◆ Task item: Starting at the line that contains "Please tag the snowy", transcribe every remaining line of the data below exactly, and omit all pictures.

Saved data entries
::::::

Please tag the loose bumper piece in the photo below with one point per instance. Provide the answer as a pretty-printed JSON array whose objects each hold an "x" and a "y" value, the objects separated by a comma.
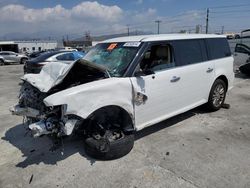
[{"x": 27, "y": 111}]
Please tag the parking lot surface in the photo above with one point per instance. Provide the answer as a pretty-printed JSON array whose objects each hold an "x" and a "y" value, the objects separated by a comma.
[{"x": 194, "y": 149}]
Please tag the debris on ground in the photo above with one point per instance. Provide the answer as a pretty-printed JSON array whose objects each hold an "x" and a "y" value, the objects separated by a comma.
[{"x": 31, "y": 178}]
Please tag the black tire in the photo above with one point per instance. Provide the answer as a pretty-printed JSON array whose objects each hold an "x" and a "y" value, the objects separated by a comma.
[
  {"x": 105, "y": 150},
  {"x": 217, "y": 95},
  {"x": 23, "y": 60},
  {"x": 2, "y": 62}
]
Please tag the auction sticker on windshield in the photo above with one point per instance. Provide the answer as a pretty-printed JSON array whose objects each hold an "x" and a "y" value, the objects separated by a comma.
[
  {"x": 132, "y": 44},
  {"x": 112, "y": 46}
]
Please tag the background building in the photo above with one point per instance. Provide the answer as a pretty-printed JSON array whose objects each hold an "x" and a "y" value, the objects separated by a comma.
[{"x": 27, "y": 46}]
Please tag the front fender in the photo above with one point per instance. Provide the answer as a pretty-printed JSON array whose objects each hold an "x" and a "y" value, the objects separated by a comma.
[{"x": 84, "y": 99}]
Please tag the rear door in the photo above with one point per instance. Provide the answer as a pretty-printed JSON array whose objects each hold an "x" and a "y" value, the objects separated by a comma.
[
  {"x": 66, "y": 57},
  {"x": 6, "y": 56},
  {"x": 174, "y": 87},
  {"x": 157, "y": 90},
  {"x": 197, "y": 71},
  {"x": 241, "y": 55}
]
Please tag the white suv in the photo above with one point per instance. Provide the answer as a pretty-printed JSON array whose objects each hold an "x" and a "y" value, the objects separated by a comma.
[{"x": 124, "y": 85}]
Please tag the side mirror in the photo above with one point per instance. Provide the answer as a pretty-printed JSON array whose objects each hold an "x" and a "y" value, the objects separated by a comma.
[
  {"x": 143, "y": 73},
  {"x": 139, "y": 74}
]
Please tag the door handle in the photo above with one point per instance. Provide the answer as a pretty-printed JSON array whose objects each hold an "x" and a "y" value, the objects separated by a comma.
[
  {"x": 210, "y": 70},
  {"x": 175, "y": 79}
]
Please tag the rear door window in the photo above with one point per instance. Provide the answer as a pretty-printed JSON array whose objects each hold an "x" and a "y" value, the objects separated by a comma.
[
  {"x": 190, "y": 51},
  {"x": 218, "y": 48}
]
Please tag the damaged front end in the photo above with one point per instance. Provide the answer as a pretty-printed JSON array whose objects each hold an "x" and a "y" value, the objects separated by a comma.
[{"x": 42, "y": 119}]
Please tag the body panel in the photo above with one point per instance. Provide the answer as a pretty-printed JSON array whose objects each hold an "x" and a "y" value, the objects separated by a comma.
[{"x": 84, "y": 99}]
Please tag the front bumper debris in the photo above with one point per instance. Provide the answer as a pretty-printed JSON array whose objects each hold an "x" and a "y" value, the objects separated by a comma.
[{"x": 24, "y": 111}]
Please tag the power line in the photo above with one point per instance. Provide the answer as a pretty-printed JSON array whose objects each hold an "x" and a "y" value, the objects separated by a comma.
[
  {"x": 207, "y": 20},
  {"x": 158, "y": 24},
  {"x": 230, "y": 6}
]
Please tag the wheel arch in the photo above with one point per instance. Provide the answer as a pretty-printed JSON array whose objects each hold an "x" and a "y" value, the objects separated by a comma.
[
  {"x": 223, "y": 78},
  {"x": 115, "y": 110}
]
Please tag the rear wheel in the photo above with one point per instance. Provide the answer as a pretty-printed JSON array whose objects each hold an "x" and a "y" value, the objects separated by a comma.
[
  {"x": 23, "y": 61},
  {"x": 217, "y": 95},
  {"x": 1, "y": 62},
  {"x": 114, "y": 145},
  {"x": 106, "y": 135}
]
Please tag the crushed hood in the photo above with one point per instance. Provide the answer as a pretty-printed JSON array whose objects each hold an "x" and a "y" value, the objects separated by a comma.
[{"x": 53, "y": 74}]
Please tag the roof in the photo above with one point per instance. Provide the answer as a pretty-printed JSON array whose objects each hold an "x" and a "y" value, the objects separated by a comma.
[
  {"x": 26, "y": 41},
  {"x": 160, "y": 37}
]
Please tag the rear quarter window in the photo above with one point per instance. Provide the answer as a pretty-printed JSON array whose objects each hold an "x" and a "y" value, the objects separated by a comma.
[{"x": 218, "y": 48}]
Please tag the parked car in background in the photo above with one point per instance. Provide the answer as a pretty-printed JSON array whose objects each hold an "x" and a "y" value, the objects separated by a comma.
[
  {"x": 12, "y": 57},
  {"x": 125, "y": 84},
  {"x": 35, "y": 54},
  {"x": 1, "y": 61},
  {"x": 35, "y": 65},
  {"x": 242, "y": 53}
]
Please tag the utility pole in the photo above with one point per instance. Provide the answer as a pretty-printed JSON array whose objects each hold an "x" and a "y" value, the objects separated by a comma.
[
  {"x": 207, "y": 20},
  {"x": 158, "y": 26},
  {"x": 222, "y": 30},
  {"x": 128, "y": 30}
]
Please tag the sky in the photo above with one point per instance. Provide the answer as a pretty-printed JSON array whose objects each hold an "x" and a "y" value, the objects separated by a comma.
[{"x": 72, "y": 18}]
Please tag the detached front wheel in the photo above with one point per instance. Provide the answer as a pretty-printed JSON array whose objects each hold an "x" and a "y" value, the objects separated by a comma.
[
  {"x": 113, "y": 144},
  {"x": 1, "y": 62},
  {"x": 217, "y": 95}
]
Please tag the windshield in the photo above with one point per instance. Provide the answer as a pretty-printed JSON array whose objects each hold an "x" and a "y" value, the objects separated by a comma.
[{"x": 115, "y": 57}]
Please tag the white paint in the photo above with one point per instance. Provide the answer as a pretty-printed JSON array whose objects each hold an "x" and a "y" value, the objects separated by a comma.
[
  {"x": 165, "y": 98},
  {"x": 161, "y": 37},
  {"x": 84, "y": 99}
]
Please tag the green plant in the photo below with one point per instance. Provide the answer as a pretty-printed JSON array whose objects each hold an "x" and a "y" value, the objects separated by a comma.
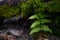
[{"x": 38, "y": 24}]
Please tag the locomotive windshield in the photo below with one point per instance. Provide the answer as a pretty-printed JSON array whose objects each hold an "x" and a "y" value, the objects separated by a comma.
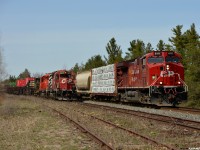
[
  {"x": 172, "y": 59},
  {"x": 155, "y": 60}
]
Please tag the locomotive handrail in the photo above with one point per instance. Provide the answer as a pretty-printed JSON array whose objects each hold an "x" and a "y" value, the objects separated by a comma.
[{"x": 184, "y": 84}]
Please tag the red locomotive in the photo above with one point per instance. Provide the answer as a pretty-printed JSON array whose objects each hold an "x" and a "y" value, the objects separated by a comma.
[
  {"x": 58, "y": 84},
  {"x": 23, "y": 86},
  {"x": 155, "y": 78}
]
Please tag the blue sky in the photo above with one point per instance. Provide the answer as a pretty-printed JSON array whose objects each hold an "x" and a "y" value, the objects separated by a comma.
[{"x": 47, "y": 35}]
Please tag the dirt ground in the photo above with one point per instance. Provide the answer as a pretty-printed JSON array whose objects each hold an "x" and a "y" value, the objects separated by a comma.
[{"x": 26, "y": 125}]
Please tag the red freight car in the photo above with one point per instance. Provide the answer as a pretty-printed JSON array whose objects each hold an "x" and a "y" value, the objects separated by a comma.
[
  {"x": 44, "y": 85},
  {"x": 25, "y": 86},
  {"x": 155, "y": 78}
]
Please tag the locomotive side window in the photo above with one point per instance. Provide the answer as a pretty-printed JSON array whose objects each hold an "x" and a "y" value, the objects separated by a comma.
[
  {"x": 155, "y": 60},
  {"x": 172, "y": 59}
]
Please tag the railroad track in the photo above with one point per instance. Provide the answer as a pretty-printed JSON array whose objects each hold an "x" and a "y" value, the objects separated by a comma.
[
  {"x": 100, "y": 141},
  {"x": 189, "y": 124},
  {"x": 183, "y": 109}
]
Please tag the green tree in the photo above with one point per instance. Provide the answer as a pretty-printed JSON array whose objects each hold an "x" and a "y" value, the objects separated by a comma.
[
  {"x": 161, "y": 45},
  {"x": 179, "y": 40},
  {"x": 193, "y": 61},
  {"x": 76, "y": 68},
  {"x": 24, "y": 74},
  {"x": 136, "y": 49},
  {"x": 2, "y": 66},
  {"x": 114, "y": 52},
  {"x": 148, "y": 48},
  {"x": 94, "y": 62}
]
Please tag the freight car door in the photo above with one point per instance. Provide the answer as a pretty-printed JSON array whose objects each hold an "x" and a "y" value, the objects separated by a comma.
[{"x": 144, "y": 72}]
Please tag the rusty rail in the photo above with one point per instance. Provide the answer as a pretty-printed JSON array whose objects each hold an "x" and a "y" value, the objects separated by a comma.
[
  {"x": 129, "y": 131},
  {"x": 156, "y": 117},
  {"x": 98, "y": 140}
]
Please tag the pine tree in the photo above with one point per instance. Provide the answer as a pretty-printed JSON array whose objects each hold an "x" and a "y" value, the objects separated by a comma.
[
  {"x": 161, "y": 45},
  {"x": 136, "y": 49},
  {"x": 114, "y": 52},
  {"x": 148, "y": 48},
  {"x": 193, "y": 61},
  {"x": 24, "y": 74}
]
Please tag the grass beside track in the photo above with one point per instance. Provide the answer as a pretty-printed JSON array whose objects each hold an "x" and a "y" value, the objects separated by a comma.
[{"x": 27, "y": 125}]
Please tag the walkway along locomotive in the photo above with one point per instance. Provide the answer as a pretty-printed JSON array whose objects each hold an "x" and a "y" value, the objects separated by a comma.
[{"x": 155, "y": 78}]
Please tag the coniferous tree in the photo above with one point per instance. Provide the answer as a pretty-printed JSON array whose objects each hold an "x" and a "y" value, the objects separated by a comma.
[
  {"x": 24, "y": 74},
  {"x": 179, "y": 40},
  {"x": 149, "y": 48},
  {"x": 136, "y": 49},
  {"x": 161, "y": 45},
  {"x": 114, "y": 52},
  {"x": 76, "y": 68},
  {"x": 94, "y": 62},
  {"x": 193, "y": 61}
]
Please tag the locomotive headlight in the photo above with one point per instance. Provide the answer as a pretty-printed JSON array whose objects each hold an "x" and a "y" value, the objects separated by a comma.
[
  {"x": 153, "y": 77},
  {"x": 167, "y": 67}
]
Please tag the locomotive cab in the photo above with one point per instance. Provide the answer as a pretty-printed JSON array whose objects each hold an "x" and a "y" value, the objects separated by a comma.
[
  {"x": 63, "y": 83},
  {"x": 166, "y": 77}
]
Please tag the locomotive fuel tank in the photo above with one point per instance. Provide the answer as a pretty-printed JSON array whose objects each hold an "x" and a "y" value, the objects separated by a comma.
[{"x": 83, "y": 82}]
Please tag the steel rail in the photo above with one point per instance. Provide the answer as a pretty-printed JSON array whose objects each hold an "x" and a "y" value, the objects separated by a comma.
[
  {"x": 165, "y": 119},
  {"x": 129, "y": 131},
  {"x": 98, "y": 140}
]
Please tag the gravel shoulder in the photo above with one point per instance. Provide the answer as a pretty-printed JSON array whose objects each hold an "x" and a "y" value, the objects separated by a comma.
[
  {"x": 181, "y": 115},
  {"x": 25, "y": 124}
]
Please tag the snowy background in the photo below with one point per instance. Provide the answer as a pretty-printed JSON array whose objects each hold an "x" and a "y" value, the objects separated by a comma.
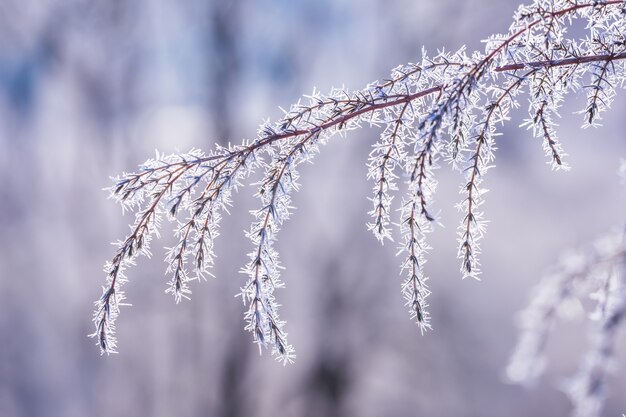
[{"x": 90, "y": 88}]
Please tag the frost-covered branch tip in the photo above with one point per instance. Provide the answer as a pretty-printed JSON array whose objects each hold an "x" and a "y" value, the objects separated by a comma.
[{"x": 445, "y": 108}]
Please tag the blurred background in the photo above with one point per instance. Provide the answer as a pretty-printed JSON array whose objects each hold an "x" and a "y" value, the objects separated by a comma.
[{"x": 90, "y": 88}]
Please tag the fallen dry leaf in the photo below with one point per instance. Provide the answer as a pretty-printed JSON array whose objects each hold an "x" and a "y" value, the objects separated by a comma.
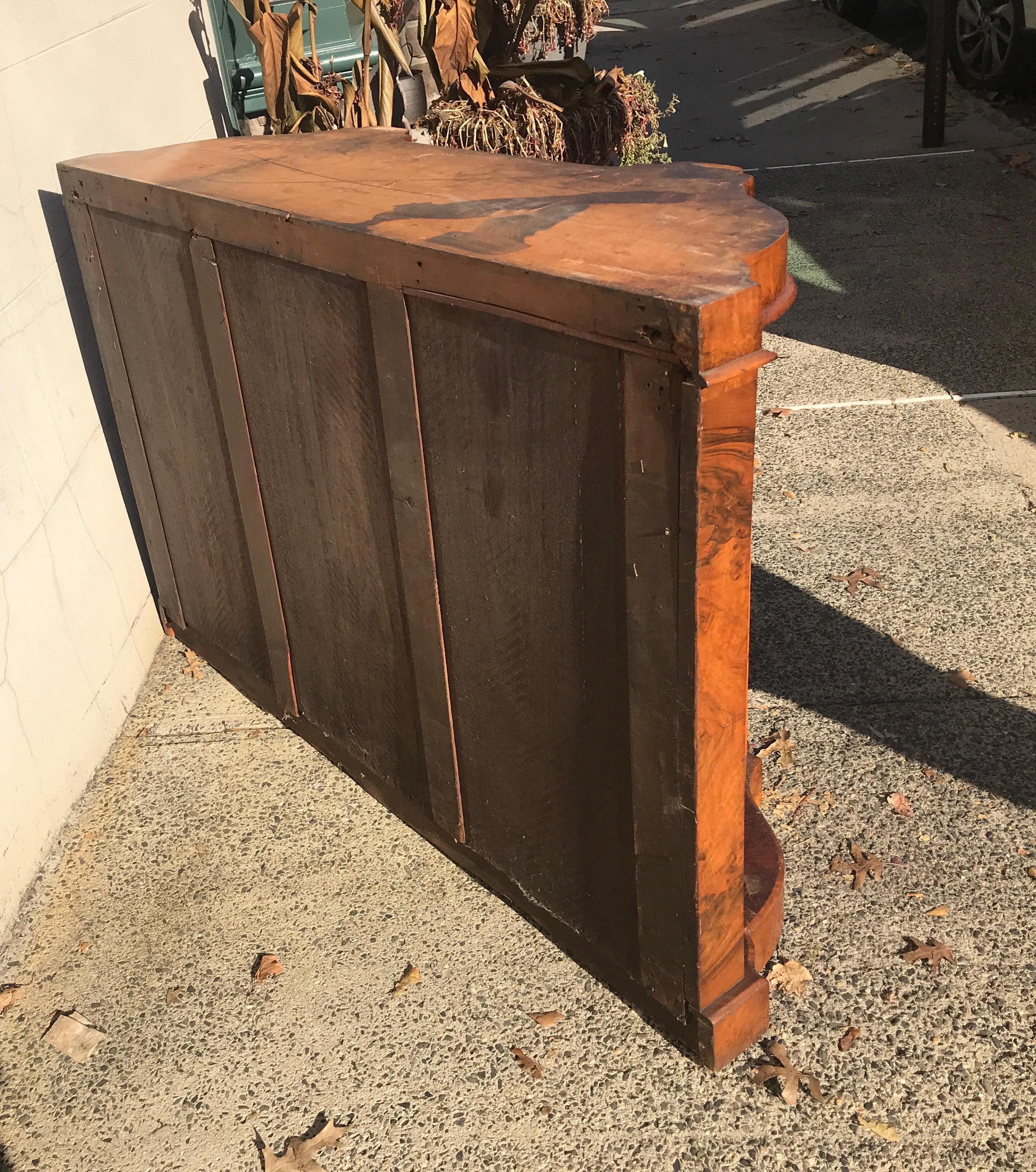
[
  {"x": 411, "y": 977},
  {"x": 268, "y": 966},
  {"x": 10, "y": 995},
  {"x": 792, "y": 977},
  {"x": 530, "y": 1066},
  {"x": 787, "y": 1075},
  {"x": 194, "y": 665},
  {"x": 73, "y": 1035},
  {"x": 900, "y": 806},
  {"x": 548, "y": 1020},
  {"x": 860, "y": 867},
  {"x": 781, "y": 743},
  {"x": 885, "y": 1130},
  {"x": 936, "y": 952},
  {"x": 849, "y": 1039},
  {"x": 856, "y": 578},
  {"x": 300, "y": 1155}
]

::::::

◆ Output below:
Please tag the snowy background in the photo below with one point per instance. Provide the answer as a pretty-printed JSON array whose objects each hold an "x" and a "y" value, the objects separated by a comma.
[{"x": 90, "y": 88}]
Please tag the frost-covered branch tip in the photo above with one point per instance. Provide the answer as a pretty-printed JSON array whose objects each hold an "x" and a "y" value, the objects separated by a comma.
[{"x": 445, "y": 108}]
Please tag the blurred background in the photo above with one point per instance. Provide the answer as a pretty-printed JSON array whose objects each hold an "x" and a "y" value, the objects separated by a comma.
[{"x": 90, "y": 88}]
Please tag the fallen dry leaf in the photo below with one point per instance. Provide the answer as a pretty-printed JSON array whose objects each hold an "x" and a "y" value, the objects separated by a comma.
[
  {"x": 411, "y": 977},
  {"x": 268, "y": 966},
  {"x": 10, "y": 995},
  {"x": 792, "y": 977},
  {"x": 530, "y": 1066},
  {"x": 787, "y": 1075},
  {"x": 194, "y": 665},
  {"x": 73, "y": 1035},
  {"x": 900, "y": 806},
  {"x": 548, "y": 1020},
  {"x": 860, "y": 867},
  {"x": 781, "y": 743},
  {"x": 885, "y": 1130},
  {"x": 936, "y": 952},
  {"x": 849, "y": 1039},
  {"x": 856, "y": 578},
  {"x": 300, "y": 1155}
]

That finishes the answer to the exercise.